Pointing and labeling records
****
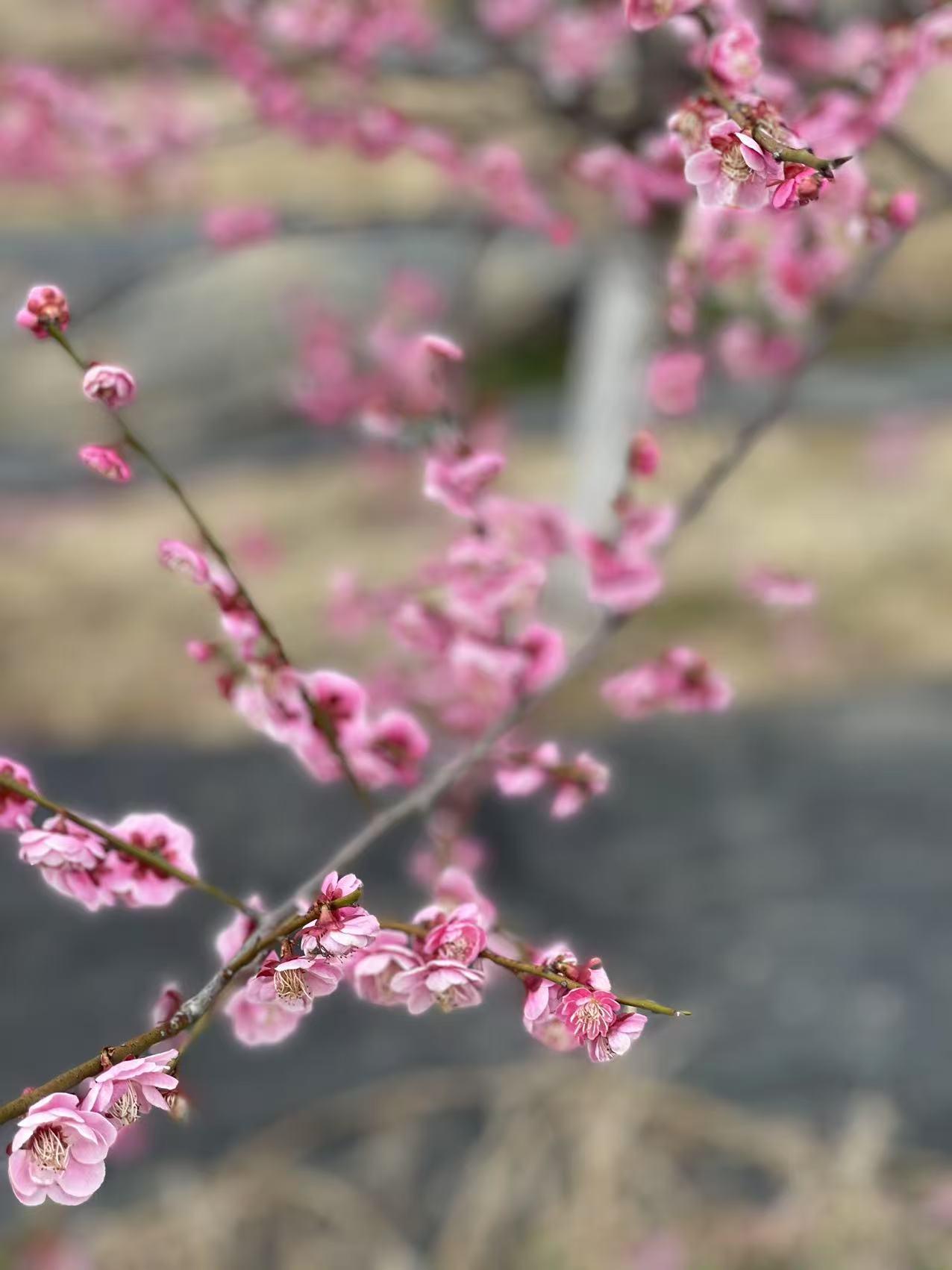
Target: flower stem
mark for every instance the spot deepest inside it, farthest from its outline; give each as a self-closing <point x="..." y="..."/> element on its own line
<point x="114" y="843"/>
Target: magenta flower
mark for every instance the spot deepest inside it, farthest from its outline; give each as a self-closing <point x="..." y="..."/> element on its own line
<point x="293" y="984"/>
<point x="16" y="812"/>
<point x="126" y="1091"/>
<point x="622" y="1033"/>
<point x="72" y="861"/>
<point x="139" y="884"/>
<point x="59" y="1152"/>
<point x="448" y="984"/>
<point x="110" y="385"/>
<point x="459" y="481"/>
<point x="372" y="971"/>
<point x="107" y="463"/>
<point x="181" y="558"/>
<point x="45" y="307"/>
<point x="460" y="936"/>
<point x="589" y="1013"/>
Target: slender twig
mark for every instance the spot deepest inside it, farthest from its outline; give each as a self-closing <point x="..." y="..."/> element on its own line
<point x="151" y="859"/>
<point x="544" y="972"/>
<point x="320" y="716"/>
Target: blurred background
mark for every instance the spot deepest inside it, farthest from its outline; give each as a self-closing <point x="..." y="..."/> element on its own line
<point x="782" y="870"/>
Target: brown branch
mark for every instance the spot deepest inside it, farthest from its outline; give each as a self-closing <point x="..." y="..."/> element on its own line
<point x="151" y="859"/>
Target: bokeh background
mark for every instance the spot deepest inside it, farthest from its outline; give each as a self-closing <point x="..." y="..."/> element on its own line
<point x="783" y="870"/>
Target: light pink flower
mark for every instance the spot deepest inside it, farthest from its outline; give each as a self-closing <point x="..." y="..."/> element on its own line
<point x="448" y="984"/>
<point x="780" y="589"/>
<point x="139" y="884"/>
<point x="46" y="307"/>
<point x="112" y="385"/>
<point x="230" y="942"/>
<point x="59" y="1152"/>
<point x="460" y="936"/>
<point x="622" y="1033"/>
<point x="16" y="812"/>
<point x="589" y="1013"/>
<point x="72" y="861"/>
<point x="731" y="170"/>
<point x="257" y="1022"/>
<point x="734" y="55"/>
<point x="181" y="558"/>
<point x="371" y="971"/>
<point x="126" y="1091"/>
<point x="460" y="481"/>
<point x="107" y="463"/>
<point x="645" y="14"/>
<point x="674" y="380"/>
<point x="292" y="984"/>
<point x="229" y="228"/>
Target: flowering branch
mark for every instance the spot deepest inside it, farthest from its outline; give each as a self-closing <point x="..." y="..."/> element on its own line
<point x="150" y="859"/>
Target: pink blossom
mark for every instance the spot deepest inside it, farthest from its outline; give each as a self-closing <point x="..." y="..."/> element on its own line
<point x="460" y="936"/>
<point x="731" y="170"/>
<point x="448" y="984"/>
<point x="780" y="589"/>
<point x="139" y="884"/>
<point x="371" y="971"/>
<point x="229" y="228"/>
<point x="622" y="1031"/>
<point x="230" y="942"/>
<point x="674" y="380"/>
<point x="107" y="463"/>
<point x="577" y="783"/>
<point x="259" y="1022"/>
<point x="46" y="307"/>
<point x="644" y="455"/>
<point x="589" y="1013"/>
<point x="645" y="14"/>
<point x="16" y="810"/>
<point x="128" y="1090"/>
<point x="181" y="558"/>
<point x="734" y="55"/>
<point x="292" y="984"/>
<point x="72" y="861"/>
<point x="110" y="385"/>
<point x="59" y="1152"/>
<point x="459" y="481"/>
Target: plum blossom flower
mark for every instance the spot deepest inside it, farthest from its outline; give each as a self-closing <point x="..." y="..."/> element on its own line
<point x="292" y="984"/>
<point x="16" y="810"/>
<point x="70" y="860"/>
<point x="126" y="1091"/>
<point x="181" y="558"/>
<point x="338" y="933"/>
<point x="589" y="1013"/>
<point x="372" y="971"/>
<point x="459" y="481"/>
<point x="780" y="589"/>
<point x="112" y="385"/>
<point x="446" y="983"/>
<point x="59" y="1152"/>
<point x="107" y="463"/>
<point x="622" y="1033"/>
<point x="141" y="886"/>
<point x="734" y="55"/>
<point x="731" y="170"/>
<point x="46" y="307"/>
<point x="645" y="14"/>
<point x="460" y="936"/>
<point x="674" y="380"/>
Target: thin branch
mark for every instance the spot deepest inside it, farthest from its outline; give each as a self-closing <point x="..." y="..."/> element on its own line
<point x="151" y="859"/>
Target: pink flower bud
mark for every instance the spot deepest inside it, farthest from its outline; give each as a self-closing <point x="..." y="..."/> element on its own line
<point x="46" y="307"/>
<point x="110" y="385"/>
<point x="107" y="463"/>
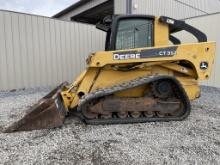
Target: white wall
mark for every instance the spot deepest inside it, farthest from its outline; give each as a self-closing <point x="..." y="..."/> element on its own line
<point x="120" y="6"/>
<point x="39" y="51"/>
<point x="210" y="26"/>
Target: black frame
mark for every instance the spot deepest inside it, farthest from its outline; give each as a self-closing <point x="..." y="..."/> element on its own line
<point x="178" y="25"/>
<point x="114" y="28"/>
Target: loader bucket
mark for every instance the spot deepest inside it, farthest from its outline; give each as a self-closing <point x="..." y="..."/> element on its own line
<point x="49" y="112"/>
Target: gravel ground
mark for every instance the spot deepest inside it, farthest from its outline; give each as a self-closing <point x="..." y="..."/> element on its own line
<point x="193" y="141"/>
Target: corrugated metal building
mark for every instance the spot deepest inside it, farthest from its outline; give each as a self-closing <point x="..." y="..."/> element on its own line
****
SHORT PROBLEM – Write out all of the records again with "Target" replaced by "Object" everywhere and nothing else changed, omitting the pictures.

FINISHED EXERCISE –
Object: flower stem
mark for every instance the spot deepest inside it, farthest from its outline; give each as a self-closing <point x="..." y="..."/> element on its own line
<point x="114" y="843"/>
Object: magenta flower
mark for every instance the spot deepest inside it, farthest from its outline; give each as a self-closing <point x="..." y="..."/> element on its own line
<point x="293" y="984"/>
<point x="16" y="812"/>
<point x="126" y="1091"/>
<point x="622" y="1033"/>
<point x="72" y="861"/>
<point x="139" y="884"/>
<point x="59" y="1152"/>
<point x="448" y="984"/>
<point x="110" y="385"/>
<point x="459" y="481"/>
<point x="372" y="971"/>
<point x="107" y="463"/>
<point x="181" y="558"/>
<point x="45" y="307"/>
<point x="460" y="936"/>
<point x="589" y="1013"/>
Object: slender twig
mark for every instance the spot deepest inside it, farthest from its outline; give each as a self-closing <point x="..." y="..."/> element on its own line
<point x="151" y="859"/>
<point x="544" y="972"/>
<point x="320" y="716"/>
Object: blurred background
mark for every instance the spot deepest inside it, farthest from its outline; give each as a self-closing <point x="..." y="..."/> element on its own line
<point x="782" y="870"/>
Object: brown branch
mark for every instance the spot deepest inside it, farthest from its outline; give each as a self-closing <point x="..." y="..."/> element on its own line
<point x="151" y="859"/>
Object: bokeh background
mark for every instance the spot deepest inside it, farthest from its outline; give each as a self-closing <point x="..." y="..."/> element on its own line
<point x="783" y="870"/>
Object: light pink flower
mark for every instance the spot deepest inside it, farthest from its outline; give each as a self-closing <point x="..." y="..."/> element on its own line
<point x="448" y="984"/>
<point x="780" y="589"/>
<point x="139" y="884"/>
<point x="46" y="307"/>
<point x="112" y="385"/>
<point x="230" y="942"/>
<point x="59" y="1152"/>
<point x="460" y="936"/>
<point x="622" y="1033"/>
<point x="16" y="812"/>
<point x="589" y="1013"/>
<point x="72" y="861"/>
<point x="731" y="170"/>
<point x="257" y="1022"/>
<point x="734" y="55"/>
<point x="181" y="558"/>
<point x="371" y="971"/>
<point x="126" y="1091"/>
<point x="460" y="481"/>
<point x="107" y="463"/>
<point x="645" y="14"/>
<point x="674" y="380"/>
<point x="292" y="984"/>
<point x="229" y="228"/>
Object: flowering branch
mark for every instance the spot deepest inside it, farthest from its outline; give each as a self-closing <point x="..." y="..."/> element on its own line
<point x="150" y="859"/>
Object: pink blossom
mark for every instance the spot deepest inside it, farthest from its outline; give each as a self-closing <point x="..." y="..."/> element on its own line
<point x="460" y="936"/>
<point x="731" y="170"/>
<point x="448" y="984"/>
<point x="780" y="589"/>
<point x="139" y="884"/>
<point x="371" y="971"/>
<point x="229" y="228"/>
<point x="622" y="1031"/>
<point x="230" y="942"/>
<point x="674" y="380"/>
<point x="107" y="463"/>
<point x="577" y="783"/>
<point x="259" y="1022"/>
<point x="46" y="307"/>
<point x="644" y="455"/>
<point x="589" y="1013"/>
<point x="645" y="14"/>
<point x="16" y="810"/>
<point x="128" y="1090"/>
<point x="181" y="558"/>
<point x="734" y="55"/>
<point x="292" y="984"/>
<point x="72" y="861"/>
<point x="110" y="385"/>
<point x="59" y="1152"/>
<point x="459" y="481"/>
Object: plum blossom flower
mark for every instance the spot deepest inside it, farthest from its outline; give each as a self-closing <point x="..." y="..."/> element on its own line
<point x="292" y="984"/>
<point x="16" y="810"/>
<point x="70" y="860"/>
<point x="126" y="1091"/>
<point x="181" y="558"/>
<point x="338" y="933"/>
<point x="589" y="1013"/>
<point x="372" y="971"/>
<point x="459" y="481"/>
<point x="780" y="589"/>
<point x="112" y="385"/>
<point x="446" y="983"/>
<point x="59" y="1152"/>
<point x="107" y="463"/>
<point x="622" y="1033"/>
<point x="141" y="886"/>
<point x="734" y="55"/>
<point x="731" y="170"/>
<point x="46" y="307"/>
<point x="645" y="14"/>
<point x="460" y="936"/>
<point x="674" y="380"/>
Object: thin branch
mark for every instance the spot deepest inside it, farthest from its outline; give each as a self-closing <point x="..." y="..."/> element on its own line
<point x="151" y="859"/>
Object: pink flower bud
mark for every instance the spot deepest inside it, farthest from its outline; give each as a self-closing <point x="..." y="..."/> element on its own line
<point x="46" y="307"/>
<point x="110" y="385"/>
<point x="107" y="463"/>
Object: white wall
mark for every instance the spot deepest inside it, farthest from its outline; give each as a self-closing <point x="..." y="..."/> element on its own line
<point x="120" y="6"/>
<point x="39" y="51"/>
<point x="210" y="26"/>
Object: black frame
mark for every instance the spot deepest inside it, farthest from its outline; give each as a self-closing <point x="..." y="..."/> element on its own line
<point x="178" y="25"/>
<point x="114" y="28"/>
Object: loader bucket
mark for every instance the spot deepest inside it, farthest from its outline; give each as a self-closing <point x="..." y="..."/> element on its own line
<point x="49" y="112"/>
Object: gravel ground
mark for every instance the spot deepest inside it, farthest from its outline; give each as a self-closing <point x="..." y="..."/> element on its own line
<point x="193" y="141"/>
Object: corrugated metal building
mark for every instance the spot deepest inside it, farthest from its outline; give each as a self-closing <point x="..." y="..."/> element on its own line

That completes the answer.